— BEGIN —
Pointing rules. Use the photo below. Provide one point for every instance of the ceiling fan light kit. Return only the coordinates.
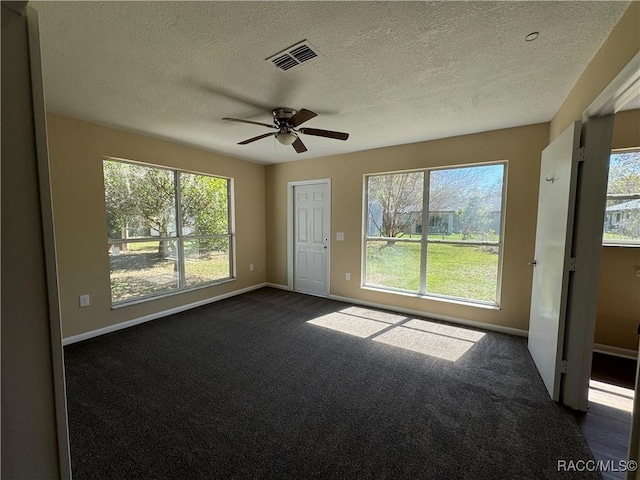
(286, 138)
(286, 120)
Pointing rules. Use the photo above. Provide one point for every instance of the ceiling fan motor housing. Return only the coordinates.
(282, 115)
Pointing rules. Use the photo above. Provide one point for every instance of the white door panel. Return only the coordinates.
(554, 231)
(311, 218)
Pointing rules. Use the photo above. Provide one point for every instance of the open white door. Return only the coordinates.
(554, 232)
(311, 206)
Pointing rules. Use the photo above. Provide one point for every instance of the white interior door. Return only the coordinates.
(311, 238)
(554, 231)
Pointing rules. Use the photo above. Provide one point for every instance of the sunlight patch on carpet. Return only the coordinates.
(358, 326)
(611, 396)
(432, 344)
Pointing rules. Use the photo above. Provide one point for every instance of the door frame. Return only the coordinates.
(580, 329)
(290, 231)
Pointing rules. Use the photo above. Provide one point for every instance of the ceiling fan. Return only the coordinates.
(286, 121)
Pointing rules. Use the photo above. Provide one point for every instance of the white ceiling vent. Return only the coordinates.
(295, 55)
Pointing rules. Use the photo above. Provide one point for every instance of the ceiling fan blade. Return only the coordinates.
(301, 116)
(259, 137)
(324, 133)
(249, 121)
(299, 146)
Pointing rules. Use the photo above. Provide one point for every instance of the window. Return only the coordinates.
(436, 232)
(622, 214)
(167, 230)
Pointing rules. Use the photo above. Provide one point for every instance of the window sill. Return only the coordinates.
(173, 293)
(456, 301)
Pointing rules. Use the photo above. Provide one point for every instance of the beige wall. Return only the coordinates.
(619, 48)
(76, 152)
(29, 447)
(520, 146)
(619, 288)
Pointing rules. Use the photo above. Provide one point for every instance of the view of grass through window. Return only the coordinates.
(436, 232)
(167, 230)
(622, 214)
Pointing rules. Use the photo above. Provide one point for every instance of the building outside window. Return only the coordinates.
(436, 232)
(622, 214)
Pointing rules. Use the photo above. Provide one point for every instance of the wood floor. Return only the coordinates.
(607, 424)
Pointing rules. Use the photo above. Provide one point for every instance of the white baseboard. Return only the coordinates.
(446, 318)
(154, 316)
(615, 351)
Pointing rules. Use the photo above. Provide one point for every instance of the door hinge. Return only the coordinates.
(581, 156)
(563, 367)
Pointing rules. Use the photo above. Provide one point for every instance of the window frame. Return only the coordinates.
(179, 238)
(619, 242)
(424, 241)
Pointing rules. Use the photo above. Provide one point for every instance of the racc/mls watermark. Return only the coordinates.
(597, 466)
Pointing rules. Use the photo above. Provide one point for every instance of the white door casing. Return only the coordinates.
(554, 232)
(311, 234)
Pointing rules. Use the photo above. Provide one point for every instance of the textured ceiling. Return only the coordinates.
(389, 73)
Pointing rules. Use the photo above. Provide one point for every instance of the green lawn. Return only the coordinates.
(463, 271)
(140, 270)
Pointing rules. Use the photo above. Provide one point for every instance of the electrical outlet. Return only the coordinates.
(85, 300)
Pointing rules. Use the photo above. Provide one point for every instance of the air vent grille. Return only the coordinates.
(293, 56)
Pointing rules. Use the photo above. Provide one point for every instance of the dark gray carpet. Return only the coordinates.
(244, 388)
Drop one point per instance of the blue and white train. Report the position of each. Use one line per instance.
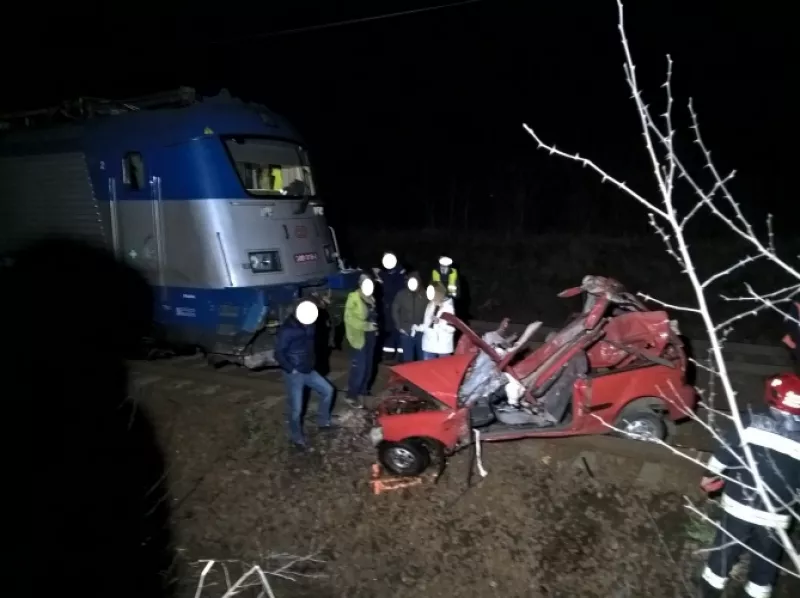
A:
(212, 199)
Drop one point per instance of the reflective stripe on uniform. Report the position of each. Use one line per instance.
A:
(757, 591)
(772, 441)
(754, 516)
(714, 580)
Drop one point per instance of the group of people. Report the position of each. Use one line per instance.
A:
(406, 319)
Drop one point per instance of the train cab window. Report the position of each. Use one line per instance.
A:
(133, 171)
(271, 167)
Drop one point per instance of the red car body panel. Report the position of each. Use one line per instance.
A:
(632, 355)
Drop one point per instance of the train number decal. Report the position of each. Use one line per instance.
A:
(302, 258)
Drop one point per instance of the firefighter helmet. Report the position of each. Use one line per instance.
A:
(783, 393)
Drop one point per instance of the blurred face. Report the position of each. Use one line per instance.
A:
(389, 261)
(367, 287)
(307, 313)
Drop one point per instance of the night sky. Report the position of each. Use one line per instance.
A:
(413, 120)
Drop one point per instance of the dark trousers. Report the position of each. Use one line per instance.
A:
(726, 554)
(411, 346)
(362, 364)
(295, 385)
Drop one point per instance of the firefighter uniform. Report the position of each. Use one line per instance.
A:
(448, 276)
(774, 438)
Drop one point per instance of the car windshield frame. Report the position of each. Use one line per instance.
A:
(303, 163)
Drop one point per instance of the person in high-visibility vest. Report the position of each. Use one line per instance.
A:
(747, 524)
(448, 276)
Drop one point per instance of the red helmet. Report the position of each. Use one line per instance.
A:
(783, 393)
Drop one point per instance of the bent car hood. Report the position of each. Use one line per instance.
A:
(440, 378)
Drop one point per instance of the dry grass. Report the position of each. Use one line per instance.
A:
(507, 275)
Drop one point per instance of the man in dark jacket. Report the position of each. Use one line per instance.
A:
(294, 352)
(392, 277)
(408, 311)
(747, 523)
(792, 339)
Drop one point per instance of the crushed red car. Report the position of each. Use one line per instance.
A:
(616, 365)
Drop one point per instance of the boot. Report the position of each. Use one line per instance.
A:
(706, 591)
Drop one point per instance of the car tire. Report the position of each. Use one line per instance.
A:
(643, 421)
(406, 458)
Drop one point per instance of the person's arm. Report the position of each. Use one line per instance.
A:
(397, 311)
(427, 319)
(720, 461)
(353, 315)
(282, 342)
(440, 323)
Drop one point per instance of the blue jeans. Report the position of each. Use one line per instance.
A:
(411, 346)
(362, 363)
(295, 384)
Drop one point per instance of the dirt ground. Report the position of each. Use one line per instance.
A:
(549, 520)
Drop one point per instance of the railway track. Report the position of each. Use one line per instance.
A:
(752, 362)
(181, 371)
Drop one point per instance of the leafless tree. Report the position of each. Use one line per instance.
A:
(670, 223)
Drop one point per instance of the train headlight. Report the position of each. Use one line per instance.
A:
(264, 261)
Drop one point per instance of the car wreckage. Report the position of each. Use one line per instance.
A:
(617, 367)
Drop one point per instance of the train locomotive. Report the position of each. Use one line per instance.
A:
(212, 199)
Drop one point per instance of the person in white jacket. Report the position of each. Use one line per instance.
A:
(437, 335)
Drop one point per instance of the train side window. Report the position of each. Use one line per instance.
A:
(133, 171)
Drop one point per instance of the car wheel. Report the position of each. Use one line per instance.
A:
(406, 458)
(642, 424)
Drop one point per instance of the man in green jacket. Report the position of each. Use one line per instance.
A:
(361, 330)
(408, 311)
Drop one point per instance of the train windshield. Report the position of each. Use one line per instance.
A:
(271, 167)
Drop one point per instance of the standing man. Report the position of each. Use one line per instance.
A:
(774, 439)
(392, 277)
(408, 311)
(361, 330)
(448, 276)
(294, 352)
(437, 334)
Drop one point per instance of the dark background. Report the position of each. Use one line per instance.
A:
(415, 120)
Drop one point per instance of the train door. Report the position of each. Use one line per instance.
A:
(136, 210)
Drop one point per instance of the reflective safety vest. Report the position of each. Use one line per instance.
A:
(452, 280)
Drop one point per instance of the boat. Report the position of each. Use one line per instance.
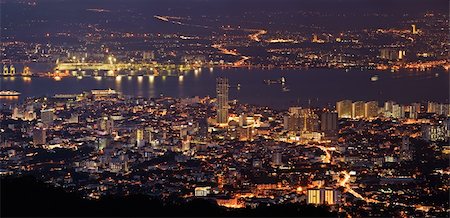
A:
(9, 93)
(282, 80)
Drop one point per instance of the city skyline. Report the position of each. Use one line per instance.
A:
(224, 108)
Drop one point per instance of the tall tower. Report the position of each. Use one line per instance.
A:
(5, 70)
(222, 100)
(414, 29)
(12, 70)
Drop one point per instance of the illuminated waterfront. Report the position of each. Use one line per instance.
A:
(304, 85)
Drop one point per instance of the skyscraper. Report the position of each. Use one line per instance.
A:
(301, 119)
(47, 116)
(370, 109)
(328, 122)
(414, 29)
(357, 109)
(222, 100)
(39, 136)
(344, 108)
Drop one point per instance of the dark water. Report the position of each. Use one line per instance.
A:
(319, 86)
— END —
Extract, exactly as written, the span of lines from the one holding "Drop one point per instance of the train door." through the last line, inclusive. Skip any picture.

Drop one point per instance of the train door. Report the position of each. Use one line per instance.
A:
(136, 210)
Drop one point per instance of the reflective safety vest. Report the position of each. Use one line per instance.
A:
(452, 280)
Drop one point per instance of the boat. Report the position of each. Use one line per instance.
A:
(9, 93)
(282, 80)
Drop one point per instance of the city skyline. Report the position of each. Use one line per instance.
A:
(224, 108)
Drop one point per instance of the tall tower. Report the position of each. Use one line per instance.
A:
(5, 70)
(222, 100)
(414, 29)
(12, 70)
Drop one point per instance of the illuminated waterfront. Report the position of each. Use one line per instance.
A:
(304, 85)
Drop one point per instance of the skyscraper. Report the position of each. Use one line per instance.
A:
(301, 119)
(47, 116)
(370, 109)
(328, 122)
(414, 29)
(357, 109)
(222, 100)
(39, 136)
(344, 108)
Drop one point per instance of the dark water. Report the position of each. Use one line per instance.
A:
(319, 86)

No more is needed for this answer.